__Collected data entries__
* BEGIN *
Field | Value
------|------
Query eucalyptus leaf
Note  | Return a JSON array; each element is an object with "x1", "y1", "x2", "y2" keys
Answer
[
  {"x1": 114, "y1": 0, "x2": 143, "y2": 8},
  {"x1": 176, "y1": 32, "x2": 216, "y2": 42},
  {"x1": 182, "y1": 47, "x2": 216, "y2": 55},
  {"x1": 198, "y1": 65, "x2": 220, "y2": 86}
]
* END *
__Set problem__
Reproduce all the data above, renaming "Query" to "Prompt" and changing nothing else.

__Response to this exercise__
Field | Value
------|------
Prompt eucalyptus leaf
Note  | Return a JSON array; each element is an object with "x1", "y1", "x2", "y2" keys
Answer
[
  {"x1": 114, "y1": 0, "x2": 143, "y2": 8},
  {"x1": 176, "y1": 32, "x2": 216, "y2": 42},
  {"x1": 182, "y1": 47, "x2": 216, "y2": 55},
  {"x1": 198, "y1": 65, "x2": 220, "y2": 86}
]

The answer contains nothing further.